_Your objective_
Please copy the material from its start through the line containing "[[[22,91],[14,84],[0,83],[0,127],[20,119],[23,98]]]", swapping "instance" for "object" and leaving the rest unchanged.

_Material for the task_
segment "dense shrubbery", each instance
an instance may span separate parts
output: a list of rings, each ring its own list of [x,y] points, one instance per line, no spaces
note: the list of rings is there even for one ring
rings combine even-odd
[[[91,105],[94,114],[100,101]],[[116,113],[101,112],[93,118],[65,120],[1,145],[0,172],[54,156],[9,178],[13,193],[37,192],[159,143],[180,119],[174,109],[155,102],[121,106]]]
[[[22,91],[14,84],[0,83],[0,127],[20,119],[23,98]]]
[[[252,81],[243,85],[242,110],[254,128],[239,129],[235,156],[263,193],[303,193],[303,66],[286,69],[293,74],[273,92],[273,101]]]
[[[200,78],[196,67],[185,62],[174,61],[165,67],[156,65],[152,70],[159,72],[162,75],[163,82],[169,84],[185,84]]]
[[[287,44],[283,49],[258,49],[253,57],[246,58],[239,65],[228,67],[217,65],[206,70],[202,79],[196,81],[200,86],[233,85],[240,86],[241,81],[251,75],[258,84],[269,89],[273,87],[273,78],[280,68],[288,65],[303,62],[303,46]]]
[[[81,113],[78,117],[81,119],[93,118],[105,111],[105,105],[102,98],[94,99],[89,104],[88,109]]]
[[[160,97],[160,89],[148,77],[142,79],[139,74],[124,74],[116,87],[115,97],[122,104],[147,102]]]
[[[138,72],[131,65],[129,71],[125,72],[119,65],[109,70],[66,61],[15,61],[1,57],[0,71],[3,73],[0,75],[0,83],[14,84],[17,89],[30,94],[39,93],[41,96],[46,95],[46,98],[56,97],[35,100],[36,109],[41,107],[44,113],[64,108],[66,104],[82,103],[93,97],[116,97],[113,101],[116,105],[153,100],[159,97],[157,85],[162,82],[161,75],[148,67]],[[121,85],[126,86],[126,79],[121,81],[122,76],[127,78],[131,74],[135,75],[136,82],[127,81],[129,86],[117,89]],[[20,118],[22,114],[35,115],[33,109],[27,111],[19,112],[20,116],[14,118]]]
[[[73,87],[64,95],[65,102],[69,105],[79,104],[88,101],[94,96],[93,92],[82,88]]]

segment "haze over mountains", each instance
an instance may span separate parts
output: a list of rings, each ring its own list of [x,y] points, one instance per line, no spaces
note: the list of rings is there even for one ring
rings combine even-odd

_Solution below_
segment "dense shrubbery", each object
an object may span separate parts
output: a list of rings, each ring its own list of [x,y] points, one object per line, no spaces
note: the list of rings is there even for one ring
rings combine even-odd
[[[91,105],[94,114],[100,101]],[[116,113],[101,112],[93,118],[65,120],[1,145],[0,172],[54,156],[9,178],[13,193],[37,192],[159,143],[180,119],[174,109],[155,102],[121,106]]]
[[[22,91],[14,84],[0,83],[0,127],[20,119],[23,98]]]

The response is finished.